◆ Written exercise: Can you revise the lines starting with the one that contains "whisk for player-tracking calibration." and going on through the one that contains "[290,181,334,218]", changing "broadcast still" to "video frame", leaving everything else unchanged, and returning only those lines?

+---+

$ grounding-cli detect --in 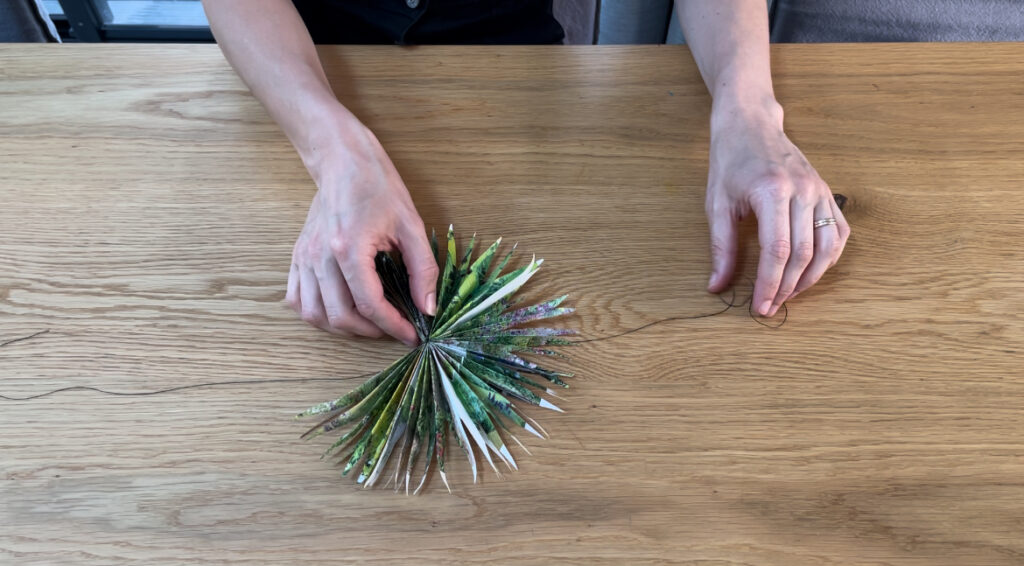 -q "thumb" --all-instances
[398,224,439,316]
[708,202,739,293]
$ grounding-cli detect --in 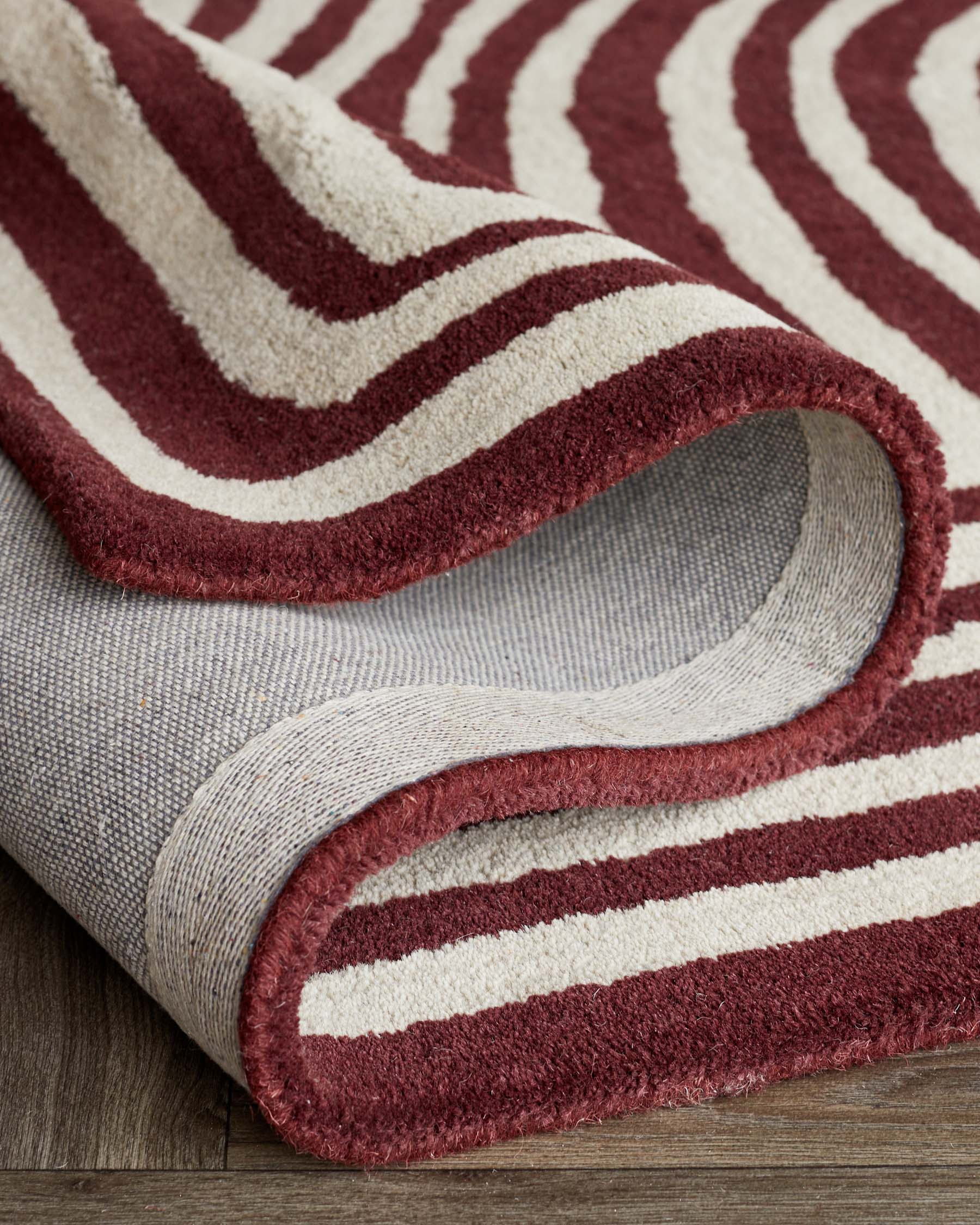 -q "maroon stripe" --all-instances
[952,485,980,523]
[569,0,800,327]
[0,311,948,617]
[836,0,980,263]
[832,660,980,763]
[733,0,980,392]
[337,0,469,135]
[934,583,980,637]
[315,788,980,973]
[187,0,259,43]
[450,0,578,182]
[75,0,586,320]
[279,906,980,1162]
[0,88,690,480]
[270,0,369,76]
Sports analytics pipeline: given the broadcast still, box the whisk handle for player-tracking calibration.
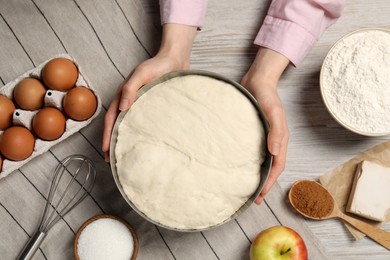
[17,230,46,260]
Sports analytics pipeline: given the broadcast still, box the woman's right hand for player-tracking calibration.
[102,24,197,161]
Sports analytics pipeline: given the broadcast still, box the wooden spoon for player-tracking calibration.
[288,180,390,250]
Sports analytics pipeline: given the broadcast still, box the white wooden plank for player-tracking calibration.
[1,0,64,65]
[159,228,217,260]
[116,0,161,56]
[203,220,250,260]
[0,13,33,83]
[71,0,151,77]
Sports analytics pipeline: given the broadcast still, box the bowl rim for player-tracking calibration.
[320,27,390,137]
[110,70,273,232]
[73,214,139,260]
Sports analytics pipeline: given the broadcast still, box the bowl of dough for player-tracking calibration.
[110,70,272,232]
[320,28,390,136]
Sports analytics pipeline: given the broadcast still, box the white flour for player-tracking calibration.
[322,30,390,134]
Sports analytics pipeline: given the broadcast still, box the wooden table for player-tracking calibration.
[0,0,390,260]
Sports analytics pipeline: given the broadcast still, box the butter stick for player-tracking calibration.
[346,161,390,221]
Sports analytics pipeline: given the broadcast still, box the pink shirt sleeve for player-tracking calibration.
[160,0,207,29]
[254,0,345,66]
[160,0,345,66]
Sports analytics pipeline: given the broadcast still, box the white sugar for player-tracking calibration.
[77,218,134,260]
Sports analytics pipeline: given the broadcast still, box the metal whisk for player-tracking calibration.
[17,155,96,260]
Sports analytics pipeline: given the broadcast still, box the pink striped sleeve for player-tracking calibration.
[160,0,207,29]
[254,0,345,66]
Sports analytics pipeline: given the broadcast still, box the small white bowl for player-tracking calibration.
[320,28,390,136]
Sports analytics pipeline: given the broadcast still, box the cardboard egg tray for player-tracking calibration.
[0,54,101,179]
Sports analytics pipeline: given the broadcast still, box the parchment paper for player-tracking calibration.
[320,141,390,240]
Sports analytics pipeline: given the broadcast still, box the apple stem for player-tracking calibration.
[280,248,291,255]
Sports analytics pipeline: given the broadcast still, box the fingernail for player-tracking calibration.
[119,98,129,111]
[270,143,280,155]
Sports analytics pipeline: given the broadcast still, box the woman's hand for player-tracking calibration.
[102,24,197,161]
[241,48,289,204]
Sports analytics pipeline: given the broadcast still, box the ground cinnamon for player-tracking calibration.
[290,181,334,218]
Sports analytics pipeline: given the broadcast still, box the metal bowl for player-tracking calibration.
[320,27,390,136]
[110,70,272,232]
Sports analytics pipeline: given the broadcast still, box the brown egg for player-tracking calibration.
[0,95,15,130]
[14,78,46,110]
[42,58,78,91]
[0,126,35,161]
[32,107,66,141]
[63,87,97,121]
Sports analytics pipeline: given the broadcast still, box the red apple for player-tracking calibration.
[250,226,307,260]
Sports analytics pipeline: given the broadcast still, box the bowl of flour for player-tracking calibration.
[320,28,390,136]
[110,70,272,232]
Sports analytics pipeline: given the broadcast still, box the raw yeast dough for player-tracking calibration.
[115,75,265,229]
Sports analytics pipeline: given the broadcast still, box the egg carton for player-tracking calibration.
[0,54,101,179]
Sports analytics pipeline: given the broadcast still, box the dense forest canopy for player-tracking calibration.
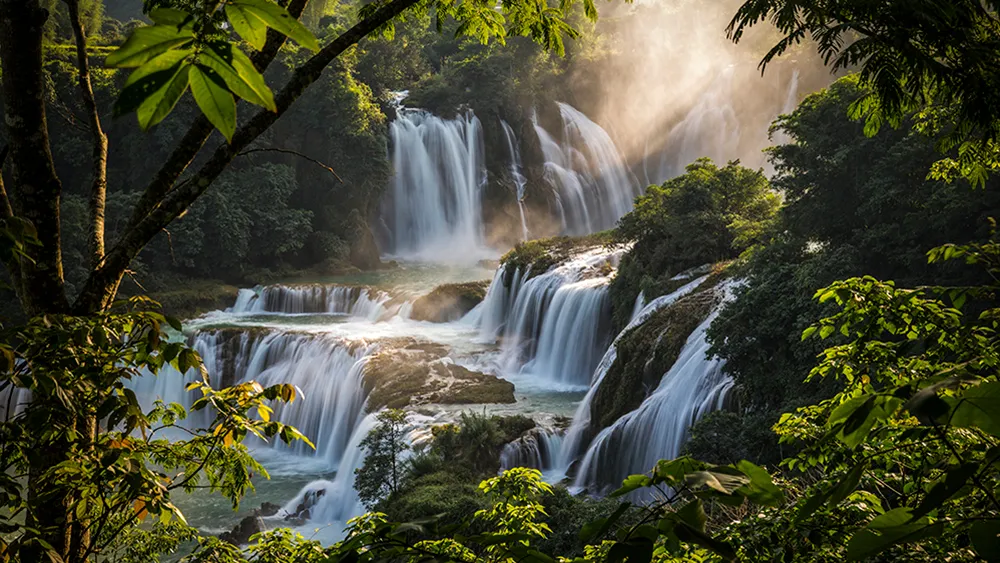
[0,0,1000,563]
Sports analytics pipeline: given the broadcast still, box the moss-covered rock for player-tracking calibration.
[500,231,613,286]
[589,272,723,434]
[364,339,514,411]
[150,279,240,319]
[410,280,490,323]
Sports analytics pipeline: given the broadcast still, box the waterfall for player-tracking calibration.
[278,413,377,532]
[552,276,708,480]
[383,109,486,259]
[500,119,528,241]
[469,248,623,387]
[132,330,374,470]
[532,102,642,235]
[574,296,733,490]
[500,430,568,473]
[229,284,390,321]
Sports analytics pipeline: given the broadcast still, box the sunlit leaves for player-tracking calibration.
[190,65,236,140]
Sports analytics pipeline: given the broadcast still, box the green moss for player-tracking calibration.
[410,280,490,323]
[500,230,614,286]
[364,339,515,411]
[590,280,723,433]
[149,279,240,319]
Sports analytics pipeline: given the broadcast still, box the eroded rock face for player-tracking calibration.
[410,280,490,323]
[364,338,514,412]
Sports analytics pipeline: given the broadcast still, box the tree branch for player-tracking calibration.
[74,0,420,314]
[65,0,108,268]
[0,0,69,318]
[125,0,308,240]
[236,148,344,184]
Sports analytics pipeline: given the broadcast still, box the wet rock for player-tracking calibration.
[410,280,490,323]
[219,514,267,545]
[364,339,514,412]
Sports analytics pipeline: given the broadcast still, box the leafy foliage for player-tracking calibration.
[354,409,410,508]
[611,158,779,328]
[728,0,1000,185]
[0,298,308,561]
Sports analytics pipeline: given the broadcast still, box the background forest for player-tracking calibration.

+---+

◆ Task answer:
Sports analytics pipeline: given the video frame, box the metal whisk for player-tracking calibration.
[17,155,96,260]
Sports analytics pipeline: given the video frame, box the pink striped sleeve for player-tracking calibration.
[160,0,207,29]
[254,0,345,66]
Sports analytics pipeline: given the video frame, box the small white bowl for player-tracking calibration.
[320,28,390,136]
Sports analytics pipeline: given the video frame, box the cardboard egg tray for player-tracking calibration.
[0,54,101,179]
Sports analytics pipeline: given the video frame, box the parchment paper for player-tracking calibration.
[320,141,390,240]
Sports analytics pipeline: given the video frame, box the apple stem for player-tracking calibration.
[280,248,291,255]
Sports analytics pipeline: given the video frame, box the fingernail for player-tracking calibration.
[119,98,129,111]
[270,143,280,155]
Sports analytics pipeline: given the video frame, box the woman's hand for player-tracking calibration.
[102,24,197,161]
[241,48,289,204]
Sports analytics pipeline: given the video frame, box the ground cinnamon for player-tracking calibration.
[290,181,334,218]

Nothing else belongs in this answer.